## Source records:
—————
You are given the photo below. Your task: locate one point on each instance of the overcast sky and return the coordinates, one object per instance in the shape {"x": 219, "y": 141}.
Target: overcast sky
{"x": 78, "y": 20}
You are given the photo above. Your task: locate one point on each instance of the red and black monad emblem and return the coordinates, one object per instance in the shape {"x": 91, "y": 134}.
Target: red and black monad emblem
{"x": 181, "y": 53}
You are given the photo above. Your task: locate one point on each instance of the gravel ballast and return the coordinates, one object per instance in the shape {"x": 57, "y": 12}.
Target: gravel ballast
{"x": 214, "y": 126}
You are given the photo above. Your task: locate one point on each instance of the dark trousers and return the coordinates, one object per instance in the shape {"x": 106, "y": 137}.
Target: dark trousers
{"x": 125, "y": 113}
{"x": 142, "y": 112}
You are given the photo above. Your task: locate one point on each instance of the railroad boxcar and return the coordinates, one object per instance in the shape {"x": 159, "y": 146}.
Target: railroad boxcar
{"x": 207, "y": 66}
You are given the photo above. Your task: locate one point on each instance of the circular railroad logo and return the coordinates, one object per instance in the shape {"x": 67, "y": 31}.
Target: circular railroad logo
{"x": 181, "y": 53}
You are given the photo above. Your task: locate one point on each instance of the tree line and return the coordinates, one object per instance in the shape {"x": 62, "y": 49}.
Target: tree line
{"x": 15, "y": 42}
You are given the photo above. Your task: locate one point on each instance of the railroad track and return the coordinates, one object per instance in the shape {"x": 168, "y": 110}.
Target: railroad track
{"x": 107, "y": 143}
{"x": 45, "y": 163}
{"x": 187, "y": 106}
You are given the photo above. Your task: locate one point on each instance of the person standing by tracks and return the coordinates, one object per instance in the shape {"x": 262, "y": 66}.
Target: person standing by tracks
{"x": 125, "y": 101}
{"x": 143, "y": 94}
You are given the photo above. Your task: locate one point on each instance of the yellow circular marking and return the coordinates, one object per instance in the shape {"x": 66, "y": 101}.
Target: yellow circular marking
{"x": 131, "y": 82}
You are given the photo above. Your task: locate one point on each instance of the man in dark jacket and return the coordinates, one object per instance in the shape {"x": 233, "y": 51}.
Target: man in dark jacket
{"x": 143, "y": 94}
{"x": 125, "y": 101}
—————
## TASK TO CARRY OUT:
Please copy out the records exactly as they appear.

## ANSWER TO THE PROBLEM:
You are given the photo below. Your task: locate one point on each instance of the overcast sky and return the coordinates, one object per instance in the shape {"x": 219, "y": 141}.
Target: overcast sky
{"x": 78, "y": 20}
You are given the photo above. Your task: locate one point on each instance of the red and black monad emblem and return the coordinates, one object per instance in the shape {"x": 91, "y": 134}.
Target: red and black monad emblem
{"x": 181, "y": 53}
You are given the photo above. Your task: locate one point on each instance of the gravel ballast and return the coordinates, one object per instance in the shape {"x": 57, "y": 12}.
Target: gravel ballast
{"x": 214, "y": 126}
You are given the photo above. Your task: locate one point on each instance of the dark trousers and return the coordinates, one object per instance in the shape {"x": 106, "y": 137}.
Target: dark trousers
{"x": 125, "y": 113}
{"x": 142, "y": 112}
You are given the photo above. Your task: locate one point on each instance of the railroad boxcar and return the coordinates, one object per instance in the shape {"x": 159, "y": 146}.
Target: railroad boxcar
{"x": 207, "y": 66}
You are given the photo above. Your task: locate one point on each instance of the circular railroad logo and return the coordinates, one object per instance in the shape {"x": 67, "y": 31}.
Target: circular railroad logo
{"x": 181, "y": 53}
You are given the photo above. Your task: locate one point on each instance of the tree line and return the coordinates, one object per instance in the shape {"x": 62, "y": 49}.
Target: tree line
{"x": 15, "y": 42}
You are given the photo above. Your task: locate one point on each instance of the railroad track and return the coordinates, one object per instance in the shape {"x": 168, "y": 110}.
Target: railroad track
{"x": 107, "y": 143}
{"x": 45, "y": 163}
{"x": 187, "y": 106}
You are given the photo above. Your task: locate one point on each instance of the person standing by tracks and return the coordinates, one object per instance in the shape {"x": 262, "y": 66}.
Target: person standing by tracks
{"x": 125, "y": 101}
{"x": 143, "y": 94}
You are given the photo above. Your task: locate one point on each instance of the yellow circular marking and return the coordinates, one object per instance in the shape {"x": 66, "y": 101}.
Target: yellow circular marking
{"x": 131, "y": 82}
You are given the photo above. Your task: locate one point on each instance of the man in dark jacket and return the coordinates, one object per instance in the shape {"x": 233, "y": 51}.
Target: man in dark jacket
{"x": 143, "y": 94}
{"x": 125, "y": 101}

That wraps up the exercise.